Segment Open

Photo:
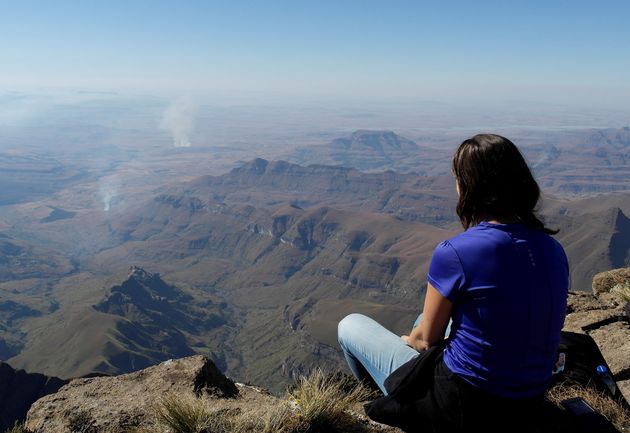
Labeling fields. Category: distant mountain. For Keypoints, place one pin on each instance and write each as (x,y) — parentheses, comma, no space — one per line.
(137,323)
(20,260)
(277,253)
(263,183)
(369,150)
(19,389)
(584,162)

Segment Closed

▶ **Exercise requirements**: Please print the data above once more, exactly as it appears, with no pictures.

▶ **Worked solution**:
Photo:
Labeling fields. Category: distant mountain. For Keypoints, place one pin on each instance and write each as (x,y) — parentheses, comma, no space — one per line.
(137,323)
(20,260)
(277,253)
(263,183)
(369,150)
(19,389)
(584,162)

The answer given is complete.